◆ Given problem:
Copy the material from the line with "Segment wooden picket" to the line with "[389, 145, 472, 191]", both lines included and requests unchanged, offsetting every bounding box coordinate by adding 114 to it.

— Begin Data records —

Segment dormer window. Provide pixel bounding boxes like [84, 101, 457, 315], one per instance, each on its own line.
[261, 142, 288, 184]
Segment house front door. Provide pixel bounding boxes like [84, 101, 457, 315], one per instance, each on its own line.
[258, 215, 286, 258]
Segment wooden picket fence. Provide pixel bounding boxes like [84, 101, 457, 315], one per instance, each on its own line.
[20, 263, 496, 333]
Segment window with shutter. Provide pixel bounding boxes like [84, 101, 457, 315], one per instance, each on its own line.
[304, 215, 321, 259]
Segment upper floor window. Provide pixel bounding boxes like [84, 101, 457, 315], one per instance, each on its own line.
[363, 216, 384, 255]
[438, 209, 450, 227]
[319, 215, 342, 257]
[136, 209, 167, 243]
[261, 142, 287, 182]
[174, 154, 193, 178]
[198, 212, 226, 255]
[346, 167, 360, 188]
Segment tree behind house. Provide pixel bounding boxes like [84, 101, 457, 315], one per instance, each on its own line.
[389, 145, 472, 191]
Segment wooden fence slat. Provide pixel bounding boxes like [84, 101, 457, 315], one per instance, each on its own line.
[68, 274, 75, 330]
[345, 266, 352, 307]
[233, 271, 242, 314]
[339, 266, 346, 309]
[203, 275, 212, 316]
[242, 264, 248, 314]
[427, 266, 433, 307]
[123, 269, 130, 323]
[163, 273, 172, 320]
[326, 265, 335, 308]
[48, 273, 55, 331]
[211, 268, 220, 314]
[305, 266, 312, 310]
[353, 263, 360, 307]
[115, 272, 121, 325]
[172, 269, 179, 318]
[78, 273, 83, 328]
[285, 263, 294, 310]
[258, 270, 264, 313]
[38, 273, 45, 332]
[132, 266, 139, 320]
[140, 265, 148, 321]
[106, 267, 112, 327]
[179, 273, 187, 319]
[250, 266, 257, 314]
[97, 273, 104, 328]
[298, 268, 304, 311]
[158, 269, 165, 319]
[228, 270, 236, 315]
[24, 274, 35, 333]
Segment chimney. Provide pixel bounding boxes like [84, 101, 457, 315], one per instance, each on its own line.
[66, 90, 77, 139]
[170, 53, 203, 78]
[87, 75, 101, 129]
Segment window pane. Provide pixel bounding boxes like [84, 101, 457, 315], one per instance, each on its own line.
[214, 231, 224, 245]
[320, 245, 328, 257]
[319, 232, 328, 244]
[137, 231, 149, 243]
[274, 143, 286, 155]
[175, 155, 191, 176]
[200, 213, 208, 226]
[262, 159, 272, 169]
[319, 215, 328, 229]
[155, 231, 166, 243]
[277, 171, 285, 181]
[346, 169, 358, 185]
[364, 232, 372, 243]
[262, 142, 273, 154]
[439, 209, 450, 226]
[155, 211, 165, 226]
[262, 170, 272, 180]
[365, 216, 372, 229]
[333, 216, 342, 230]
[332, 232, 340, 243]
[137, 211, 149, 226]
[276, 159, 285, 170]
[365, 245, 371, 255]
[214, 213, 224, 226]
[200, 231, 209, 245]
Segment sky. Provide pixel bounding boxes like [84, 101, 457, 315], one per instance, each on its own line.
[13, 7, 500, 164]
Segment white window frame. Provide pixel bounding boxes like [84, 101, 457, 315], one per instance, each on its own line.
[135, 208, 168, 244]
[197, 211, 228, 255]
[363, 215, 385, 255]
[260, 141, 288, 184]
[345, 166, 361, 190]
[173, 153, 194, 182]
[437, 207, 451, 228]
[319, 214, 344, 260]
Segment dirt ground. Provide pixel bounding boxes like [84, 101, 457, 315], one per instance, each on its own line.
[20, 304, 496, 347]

— End Data records —

◆ Exercise response:
Segment wooden picket fence. Provide pixel bounding boxes like [84, 101, 457, 315], one per instance, each on its own line.
[134, 377, 610, 447]
Segment window with shutter. Provide pixel bounding boxes like [84, 101, 457, 315], one per instance, each on its own line.
[418, 329, 435, 373]
Segment upper floor window. Provide pixel bounding boxes like [84, 101, 457, 315], one per instance, each on its own line.
[477, 330, 498, 369]
[552, 323, 564, 341]
[433, 329, 456, 371]
[250, 323, 281, 357]
[375, 256, 401, 296]
[288, 268, 307, 292]
[312, 326, 340, 369]
[460, 281, 474, 302]
Segment tree behind house. Provide pixel bounding boxes like [84, 101, 457, 315], one per instance, each on its own line.
[503, 259, 586, 305]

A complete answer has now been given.